▶ _WRITTEN PROBLEM 1_
In the email thread about accessibility law, which two testing programs do IT people use to check for Section 508 compliance?
▶ _WRITTEN PROBLEM 2_
Go on with the email thread about accessibility law, starting right after its final sentence.

▶ _TEXT PASSAGE_
------------------------------
[blindlaw] Format Question

craig.borne at dot.gov craig.borne at dot.gov
Mon Dec 8 20:43:42 UTC 2008


Section 508 is strictly "Electronic and Information Technology" and
would not apply in this situation.

More likely, Section 504, which applies to program access, would be
applicable here.  Of course, access to the SSA website, electronic
documentation, and other technological apparatus is important, but if
the SSA doesn't send electronic notices to clients, then they don't
necessarily have to do it for blind clients under Section 508.  Section
504 is a totally different matter, one that Jim discussed perfectly.

Best,
Craig

Craig Borne, Esq.
NHTSA/DOT
(202) 493-0627 
craig.borne at dot.gov
 
-----Original Message-----
From: blindlaw-bounces at nfbnet.org [mailto:blindlaw-bounces at nfbnet.org]
On Behalf Of James Pepper
Sent: Monday, December 08, 2008 1:07 PM
To: NFBnet Blind Law Mailing List
Subject: Re: [blindlaw] Format Question

Charles and Jim:
SSA is under Section 508, they have to comply. They are required to be
accessible to the blind and there is no excuse and it has nothing to do
with
their charter, they are required to be accessible.

Charles I contacted the folks at ACB and told them what I can do with
the
forms and they refused to even listen to me.  I can make the Social
Security
Forms accessible and there would be no difference between the forms for
the
blind and the forms for everyone else.  But I think the ACB is more
concerned with older technologies and not any interaction.  This
confuses
the issue.

What we need is accessibility, real substantial accessibility where you
can
walk into a court room and show that a blind person can access the
content
with their computer or device and show that it can be done, right there
in
front of a judge.  That demonstration blows away any argument made by
the IT
people of a government agency because quite frankly they never test
their
pages.  They simply do not test their work using the products used by
the
blind.

It is astounding how simple this work can be demonstrated. And when you
go
through all of their code on webpages and explain each point and why it
is
not accessible, the courts listen to this, and it either is accessible
or it
isn't there is no in between.

IT people only test for SEction 508 compliance using testing programs
like
Bobby or the Section 508 test in Adobe Acrobat.  Both of these tests
only
test for specific items and they both say in their literature that they
are
not conclusing testing, that you have to manually test your pages for
compliance.  But the IT people do not know this, they just test  with
the
programs and claim compliance and show this to their bosses and they
take
them at their word. And since the IT professionals are self regulating,
this
means that nothing is done when they do it wrong.

This is what is happening in the Texas Case with the NFB versus the
Texas
Workforce Commission which was over the idea that Oracle, while claiming
its
products are section 508 compliant, it was found that they actually were
not
accessible to the blind workers who used their software.  The
demonstrated
the lack of accessibility in the court room.  So the State of Texas is
now
in a mad rush to become accessible to the blind, real tangible
accessibility.
------------------------------
▶ _SUPPLIED RECORDS_

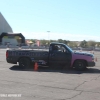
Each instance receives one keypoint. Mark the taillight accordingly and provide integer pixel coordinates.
(7, 54)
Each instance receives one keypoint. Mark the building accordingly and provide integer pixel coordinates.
(12, 38)
(6, 34)
(4, 25)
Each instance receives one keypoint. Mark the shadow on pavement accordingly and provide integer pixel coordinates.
(65, 71)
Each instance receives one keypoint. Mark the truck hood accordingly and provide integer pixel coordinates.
(84, 53)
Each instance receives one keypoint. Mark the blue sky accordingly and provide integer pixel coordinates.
(66, 19)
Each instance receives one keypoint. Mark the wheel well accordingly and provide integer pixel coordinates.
(80, 60)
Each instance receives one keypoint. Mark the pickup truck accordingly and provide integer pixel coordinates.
(59, 54)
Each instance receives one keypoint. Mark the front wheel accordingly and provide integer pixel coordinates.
(80, 65)
(24, 63)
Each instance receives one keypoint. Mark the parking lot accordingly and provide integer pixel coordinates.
(48, 84)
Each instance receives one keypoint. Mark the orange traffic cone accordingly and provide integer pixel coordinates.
(35, 66)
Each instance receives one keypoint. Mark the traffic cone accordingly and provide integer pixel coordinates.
(35, 66)
(96, 59)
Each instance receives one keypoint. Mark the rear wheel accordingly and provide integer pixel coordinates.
(80, 65)
(24, 63)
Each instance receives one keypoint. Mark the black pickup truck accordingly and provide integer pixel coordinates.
(58, 54)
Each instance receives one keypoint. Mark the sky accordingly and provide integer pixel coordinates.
(74, 20)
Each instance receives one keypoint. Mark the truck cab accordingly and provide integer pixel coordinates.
(59, 54)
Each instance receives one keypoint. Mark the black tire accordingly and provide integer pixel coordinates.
(24, 63)
(80, 65)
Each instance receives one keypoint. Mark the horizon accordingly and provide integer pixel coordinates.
(67, 19)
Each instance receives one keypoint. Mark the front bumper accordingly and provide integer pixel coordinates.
(91, 64)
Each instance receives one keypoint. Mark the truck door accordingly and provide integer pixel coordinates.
(59, 55)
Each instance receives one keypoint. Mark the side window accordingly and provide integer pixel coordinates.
(58, 48)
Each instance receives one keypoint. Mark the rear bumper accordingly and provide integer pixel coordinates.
(91, 64)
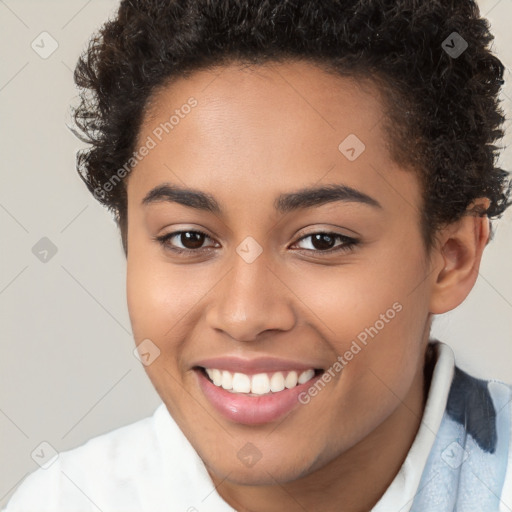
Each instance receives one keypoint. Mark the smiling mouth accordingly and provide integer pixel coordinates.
(258, 384)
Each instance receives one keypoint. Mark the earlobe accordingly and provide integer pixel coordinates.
(460, 250)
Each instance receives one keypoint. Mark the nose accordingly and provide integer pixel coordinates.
(251, 298)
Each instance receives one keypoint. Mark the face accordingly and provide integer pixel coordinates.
(272, 279)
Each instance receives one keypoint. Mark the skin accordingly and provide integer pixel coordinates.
(256, 133)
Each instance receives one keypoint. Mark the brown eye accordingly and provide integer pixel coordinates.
(325, 242)
(192, 241)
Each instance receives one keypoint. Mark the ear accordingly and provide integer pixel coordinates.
(457, 257)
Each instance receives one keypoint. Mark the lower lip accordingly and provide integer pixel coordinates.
(252, 410)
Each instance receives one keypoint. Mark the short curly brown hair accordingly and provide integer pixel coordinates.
(443, 109)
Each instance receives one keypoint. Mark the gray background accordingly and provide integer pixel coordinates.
(67, 369)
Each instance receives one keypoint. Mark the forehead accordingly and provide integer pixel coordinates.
(264, 128)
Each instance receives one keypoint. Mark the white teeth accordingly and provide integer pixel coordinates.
(227, 380)
(241, 383)
(260, 383)
(216, 376)
(291, 380)
(305, 376)
(277, 382)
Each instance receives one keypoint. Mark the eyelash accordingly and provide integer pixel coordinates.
(348, 245)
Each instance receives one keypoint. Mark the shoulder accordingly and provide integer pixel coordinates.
(111, 458)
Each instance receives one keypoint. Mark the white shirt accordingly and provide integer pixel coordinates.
(150, 465)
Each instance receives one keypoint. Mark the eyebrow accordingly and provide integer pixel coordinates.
(304, 198)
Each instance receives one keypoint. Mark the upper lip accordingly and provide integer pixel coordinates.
(255, 365)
------------------------------
▶ _TASK RESPONSE 1_
Bobby and the Section 508 test in Adobe Acrobat.

▶ _TASK RESPONSE 2_
The recent case against Target opens this up even greater.  And it shows
that there is no tolerance for this type of nonsense anymore.  The
question
is what formats are we going to use.  Why not all of them?   Why does
ACM
insist on converting everything to text when we can have interactive
forms
and documents.

The problem here is IT officials who think that what they are doing is
accessible to the blind because they say it is accessible.  I run into
this
all the time, the pride of an IT official and how dare anyone challenge
their work, they have been in the IT industry for at last 20 years.  But
that doesn't mean they know how to do it.

You see this in the training tutorials for software.  When you come upon
an
accessibility issue the training tells you how to do it as simply and as
fast as possible because accessibility is considered a nuisance and you
must
do the bare minimum and that is all.  Adobe teaches in their online
seminars
how to get around the Internet Explorer safety feature that prevents
videos
from turning on automatically.  This feature prevents Flash Videos from
showing automatically so people who are photo sensitive can get a blast
of
flashing screen and thus have seizures and migraines.  There is no
regard
for the consequences, they really do not care to find out why the rule
was
in place.  They just think it is cool to have the video come on
automatically.

So I recommend that failure standards be imposed upon all IT officials.
The
first thing that needs to be done is to have every webpage be audited
for
W3C compliance.  There are some legitimate reasons for non compliance in
minor cases (blogs for instance) but that is not the norm. All websites
should be W3C compliant.  W3C compliance (World Wide Web Consortium)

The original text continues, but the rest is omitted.